Task brief:
Quote every line as given.

Data listing:
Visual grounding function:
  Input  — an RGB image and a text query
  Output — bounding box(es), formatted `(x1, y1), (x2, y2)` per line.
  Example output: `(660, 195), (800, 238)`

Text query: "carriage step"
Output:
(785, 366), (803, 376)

Correct response:
Visual grounding function:
  Input  — an RGB image and a text query
  Output — bounding box(es), formatted `(x1, y1), (x2, y2)` per line.
  Example output: `(660, 195), (800, 238)`

Text query: "carriage step"
Output:
(785, 366), (803, 376)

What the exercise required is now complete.